- WORK REQUIRED
Copy out each line in the entries below that contains the string "sedan". Matches are case-sensitive.

- DATA EXCERPTS
___

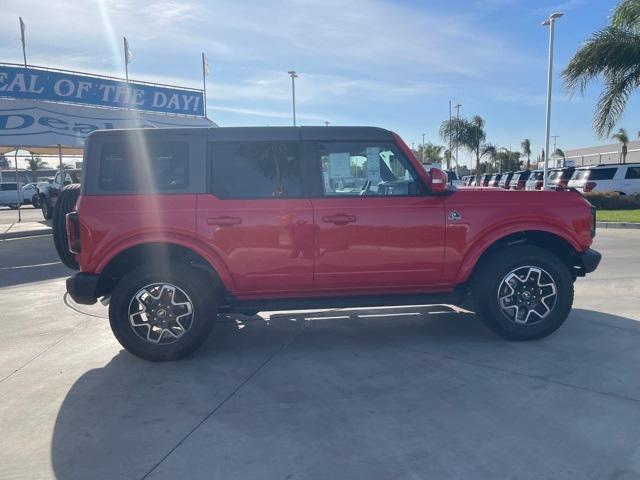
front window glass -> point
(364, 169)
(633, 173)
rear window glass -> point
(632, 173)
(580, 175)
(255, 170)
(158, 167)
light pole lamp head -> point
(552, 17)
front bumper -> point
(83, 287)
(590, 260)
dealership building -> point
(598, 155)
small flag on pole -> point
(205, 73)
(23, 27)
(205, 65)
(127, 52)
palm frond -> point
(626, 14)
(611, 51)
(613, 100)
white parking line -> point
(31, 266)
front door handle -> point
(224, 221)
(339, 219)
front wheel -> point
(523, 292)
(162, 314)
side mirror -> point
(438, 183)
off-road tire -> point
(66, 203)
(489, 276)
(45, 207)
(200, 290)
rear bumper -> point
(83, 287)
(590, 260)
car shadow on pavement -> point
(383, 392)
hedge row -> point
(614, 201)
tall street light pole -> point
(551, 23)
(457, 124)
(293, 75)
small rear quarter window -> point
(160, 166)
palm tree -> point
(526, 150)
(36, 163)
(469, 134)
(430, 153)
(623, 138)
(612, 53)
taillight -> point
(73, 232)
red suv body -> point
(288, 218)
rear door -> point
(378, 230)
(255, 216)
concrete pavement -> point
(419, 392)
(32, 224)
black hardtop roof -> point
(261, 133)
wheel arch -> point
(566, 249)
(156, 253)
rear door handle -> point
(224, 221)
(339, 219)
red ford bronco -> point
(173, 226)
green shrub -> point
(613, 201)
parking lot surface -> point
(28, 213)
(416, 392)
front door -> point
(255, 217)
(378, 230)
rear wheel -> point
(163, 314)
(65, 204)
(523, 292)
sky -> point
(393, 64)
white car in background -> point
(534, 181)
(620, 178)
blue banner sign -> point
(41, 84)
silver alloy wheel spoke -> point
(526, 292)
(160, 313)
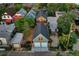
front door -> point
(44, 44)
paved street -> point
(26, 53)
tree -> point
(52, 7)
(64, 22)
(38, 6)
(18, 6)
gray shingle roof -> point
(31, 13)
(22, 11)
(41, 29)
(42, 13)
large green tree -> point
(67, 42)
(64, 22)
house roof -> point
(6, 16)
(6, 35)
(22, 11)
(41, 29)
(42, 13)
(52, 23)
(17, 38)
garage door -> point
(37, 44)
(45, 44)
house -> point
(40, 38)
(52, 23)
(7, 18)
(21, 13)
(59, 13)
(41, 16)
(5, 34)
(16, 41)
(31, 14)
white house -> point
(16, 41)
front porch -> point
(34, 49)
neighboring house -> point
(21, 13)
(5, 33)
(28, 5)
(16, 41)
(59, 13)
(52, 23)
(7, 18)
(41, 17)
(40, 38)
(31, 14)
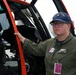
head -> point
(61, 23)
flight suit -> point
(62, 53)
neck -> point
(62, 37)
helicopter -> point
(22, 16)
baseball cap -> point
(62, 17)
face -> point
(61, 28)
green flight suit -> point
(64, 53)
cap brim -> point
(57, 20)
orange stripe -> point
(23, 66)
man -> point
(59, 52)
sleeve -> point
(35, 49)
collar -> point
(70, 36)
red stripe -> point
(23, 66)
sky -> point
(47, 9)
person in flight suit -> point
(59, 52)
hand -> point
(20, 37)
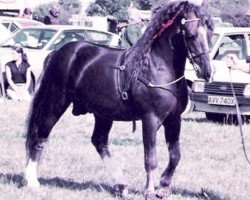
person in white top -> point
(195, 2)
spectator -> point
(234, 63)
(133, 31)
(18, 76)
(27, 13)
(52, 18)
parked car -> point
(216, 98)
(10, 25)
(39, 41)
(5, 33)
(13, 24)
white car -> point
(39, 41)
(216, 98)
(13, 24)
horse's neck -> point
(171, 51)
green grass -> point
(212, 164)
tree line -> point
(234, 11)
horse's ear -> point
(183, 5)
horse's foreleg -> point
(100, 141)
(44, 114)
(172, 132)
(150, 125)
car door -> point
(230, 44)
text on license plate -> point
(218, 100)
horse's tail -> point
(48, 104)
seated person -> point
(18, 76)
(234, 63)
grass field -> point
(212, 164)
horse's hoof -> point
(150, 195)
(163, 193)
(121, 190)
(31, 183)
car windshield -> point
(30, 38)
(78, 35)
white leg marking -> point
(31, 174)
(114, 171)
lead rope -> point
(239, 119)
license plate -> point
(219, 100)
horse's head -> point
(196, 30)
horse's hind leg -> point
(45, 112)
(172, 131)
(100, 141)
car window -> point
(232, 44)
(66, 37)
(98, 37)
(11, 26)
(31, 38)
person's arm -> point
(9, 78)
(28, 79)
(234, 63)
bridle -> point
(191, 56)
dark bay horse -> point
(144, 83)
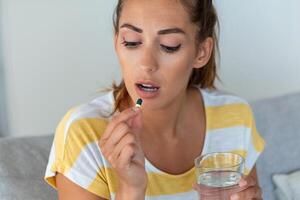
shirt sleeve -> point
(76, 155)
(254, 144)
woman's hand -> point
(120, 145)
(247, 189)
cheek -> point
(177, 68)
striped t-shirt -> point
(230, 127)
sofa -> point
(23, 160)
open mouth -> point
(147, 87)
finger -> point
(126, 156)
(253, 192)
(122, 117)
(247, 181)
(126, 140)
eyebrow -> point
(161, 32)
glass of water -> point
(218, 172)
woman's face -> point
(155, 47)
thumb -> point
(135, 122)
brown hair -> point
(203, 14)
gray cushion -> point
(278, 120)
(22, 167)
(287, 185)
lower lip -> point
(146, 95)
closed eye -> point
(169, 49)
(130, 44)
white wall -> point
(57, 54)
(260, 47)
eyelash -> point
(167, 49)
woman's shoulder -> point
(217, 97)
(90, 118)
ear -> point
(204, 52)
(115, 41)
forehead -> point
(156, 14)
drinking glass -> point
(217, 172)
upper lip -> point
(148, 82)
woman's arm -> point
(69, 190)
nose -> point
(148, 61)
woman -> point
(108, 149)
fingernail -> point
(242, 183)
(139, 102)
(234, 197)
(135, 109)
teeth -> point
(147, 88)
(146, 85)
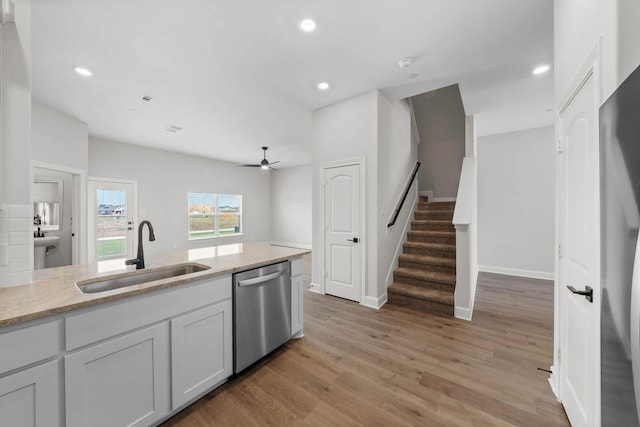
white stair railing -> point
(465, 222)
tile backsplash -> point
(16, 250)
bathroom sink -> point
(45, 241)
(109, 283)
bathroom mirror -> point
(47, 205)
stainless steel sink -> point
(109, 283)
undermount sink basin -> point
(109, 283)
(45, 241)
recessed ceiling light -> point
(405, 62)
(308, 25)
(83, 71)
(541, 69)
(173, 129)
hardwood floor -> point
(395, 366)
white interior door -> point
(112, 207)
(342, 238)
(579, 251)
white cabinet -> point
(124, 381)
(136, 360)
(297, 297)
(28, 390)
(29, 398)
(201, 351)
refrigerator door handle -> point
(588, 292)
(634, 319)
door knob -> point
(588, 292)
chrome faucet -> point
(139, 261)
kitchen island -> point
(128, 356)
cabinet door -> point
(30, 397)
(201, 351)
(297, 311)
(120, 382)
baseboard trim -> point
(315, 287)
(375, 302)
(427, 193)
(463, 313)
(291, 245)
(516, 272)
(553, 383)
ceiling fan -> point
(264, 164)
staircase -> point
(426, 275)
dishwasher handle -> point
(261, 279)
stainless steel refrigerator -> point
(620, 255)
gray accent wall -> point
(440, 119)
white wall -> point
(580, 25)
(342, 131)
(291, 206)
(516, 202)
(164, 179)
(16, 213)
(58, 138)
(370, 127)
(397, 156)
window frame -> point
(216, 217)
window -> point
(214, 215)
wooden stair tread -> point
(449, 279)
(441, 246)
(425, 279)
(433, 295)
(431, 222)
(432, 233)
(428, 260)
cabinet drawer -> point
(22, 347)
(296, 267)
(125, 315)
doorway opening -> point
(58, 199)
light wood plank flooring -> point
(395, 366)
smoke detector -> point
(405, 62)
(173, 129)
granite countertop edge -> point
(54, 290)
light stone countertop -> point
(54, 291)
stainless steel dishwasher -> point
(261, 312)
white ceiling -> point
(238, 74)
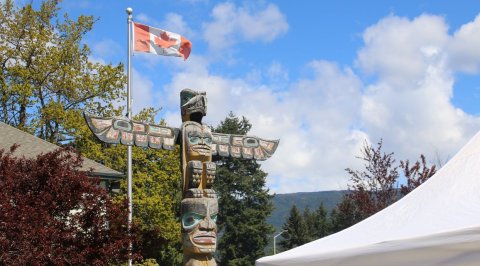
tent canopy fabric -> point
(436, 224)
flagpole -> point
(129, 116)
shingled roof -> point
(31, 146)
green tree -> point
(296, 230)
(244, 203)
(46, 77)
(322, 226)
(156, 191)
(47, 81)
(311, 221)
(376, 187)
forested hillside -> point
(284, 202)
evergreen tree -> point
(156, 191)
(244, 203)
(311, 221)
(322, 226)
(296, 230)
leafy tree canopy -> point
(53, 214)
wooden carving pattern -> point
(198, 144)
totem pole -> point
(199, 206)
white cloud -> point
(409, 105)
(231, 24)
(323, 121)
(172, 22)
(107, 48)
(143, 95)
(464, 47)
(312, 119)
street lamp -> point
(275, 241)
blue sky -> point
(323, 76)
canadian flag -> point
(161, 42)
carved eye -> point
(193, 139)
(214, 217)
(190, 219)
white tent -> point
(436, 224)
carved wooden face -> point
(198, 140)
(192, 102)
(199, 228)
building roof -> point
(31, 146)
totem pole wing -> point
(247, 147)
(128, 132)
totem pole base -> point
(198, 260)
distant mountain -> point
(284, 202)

___

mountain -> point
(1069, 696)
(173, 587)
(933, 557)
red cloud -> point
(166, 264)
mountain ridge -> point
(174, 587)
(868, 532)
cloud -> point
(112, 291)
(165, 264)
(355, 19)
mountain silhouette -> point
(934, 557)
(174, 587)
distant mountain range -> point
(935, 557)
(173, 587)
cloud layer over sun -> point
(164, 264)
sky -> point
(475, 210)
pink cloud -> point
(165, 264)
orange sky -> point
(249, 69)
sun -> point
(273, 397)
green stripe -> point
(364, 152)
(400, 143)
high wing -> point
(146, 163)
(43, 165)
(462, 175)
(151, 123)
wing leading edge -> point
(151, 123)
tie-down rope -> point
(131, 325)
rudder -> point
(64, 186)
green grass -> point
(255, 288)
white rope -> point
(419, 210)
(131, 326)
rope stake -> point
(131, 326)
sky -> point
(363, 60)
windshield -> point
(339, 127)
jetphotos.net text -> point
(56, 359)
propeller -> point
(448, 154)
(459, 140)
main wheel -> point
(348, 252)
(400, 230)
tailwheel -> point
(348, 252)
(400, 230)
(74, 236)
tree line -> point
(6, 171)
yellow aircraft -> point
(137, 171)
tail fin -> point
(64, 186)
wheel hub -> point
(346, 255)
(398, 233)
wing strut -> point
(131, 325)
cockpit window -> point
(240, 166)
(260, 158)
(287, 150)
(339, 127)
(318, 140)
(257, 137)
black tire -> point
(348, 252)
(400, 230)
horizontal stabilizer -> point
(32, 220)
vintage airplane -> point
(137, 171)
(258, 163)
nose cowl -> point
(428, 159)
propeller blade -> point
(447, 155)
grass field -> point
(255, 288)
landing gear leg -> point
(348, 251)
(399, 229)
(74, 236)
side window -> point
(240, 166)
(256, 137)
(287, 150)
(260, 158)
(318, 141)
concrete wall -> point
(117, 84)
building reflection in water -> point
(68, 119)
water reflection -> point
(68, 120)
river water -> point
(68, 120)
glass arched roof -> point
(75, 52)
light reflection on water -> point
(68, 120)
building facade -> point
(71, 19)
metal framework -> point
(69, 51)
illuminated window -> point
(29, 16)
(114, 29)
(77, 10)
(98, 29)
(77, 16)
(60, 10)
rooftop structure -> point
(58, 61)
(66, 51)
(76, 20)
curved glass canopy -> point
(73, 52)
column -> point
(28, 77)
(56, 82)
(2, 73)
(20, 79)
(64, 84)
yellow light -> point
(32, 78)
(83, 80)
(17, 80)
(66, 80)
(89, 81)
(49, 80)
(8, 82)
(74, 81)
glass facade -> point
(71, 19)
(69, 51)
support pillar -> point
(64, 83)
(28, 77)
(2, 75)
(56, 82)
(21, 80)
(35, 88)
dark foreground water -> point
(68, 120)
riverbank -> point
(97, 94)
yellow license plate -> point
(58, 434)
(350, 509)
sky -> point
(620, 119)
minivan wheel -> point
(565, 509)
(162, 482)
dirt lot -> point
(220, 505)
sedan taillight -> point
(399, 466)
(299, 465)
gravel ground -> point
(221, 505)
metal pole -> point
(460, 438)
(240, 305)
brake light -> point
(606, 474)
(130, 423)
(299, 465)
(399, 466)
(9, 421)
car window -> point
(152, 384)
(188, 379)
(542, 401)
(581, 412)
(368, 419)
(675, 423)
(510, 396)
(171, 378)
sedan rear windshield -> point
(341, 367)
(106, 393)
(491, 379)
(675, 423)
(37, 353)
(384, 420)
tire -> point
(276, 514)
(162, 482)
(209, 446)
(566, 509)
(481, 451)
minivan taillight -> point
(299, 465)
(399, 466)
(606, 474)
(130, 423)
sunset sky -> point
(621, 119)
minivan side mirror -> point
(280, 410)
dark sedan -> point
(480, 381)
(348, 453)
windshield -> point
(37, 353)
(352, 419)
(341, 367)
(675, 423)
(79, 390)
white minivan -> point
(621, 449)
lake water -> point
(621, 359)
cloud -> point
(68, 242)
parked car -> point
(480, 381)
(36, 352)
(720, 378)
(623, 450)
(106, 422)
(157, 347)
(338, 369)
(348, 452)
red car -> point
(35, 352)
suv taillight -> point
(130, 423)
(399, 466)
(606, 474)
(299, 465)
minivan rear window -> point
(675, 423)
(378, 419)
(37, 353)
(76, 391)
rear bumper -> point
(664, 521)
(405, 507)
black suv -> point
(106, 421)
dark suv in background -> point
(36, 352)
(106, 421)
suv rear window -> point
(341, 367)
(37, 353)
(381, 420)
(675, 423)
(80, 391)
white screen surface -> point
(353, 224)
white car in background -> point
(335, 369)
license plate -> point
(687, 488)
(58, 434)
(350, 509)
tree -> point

___

- RESULT FOR THIS TASK
sedan taillight -> point
sedan rear windshield -> point
dark sedan -> point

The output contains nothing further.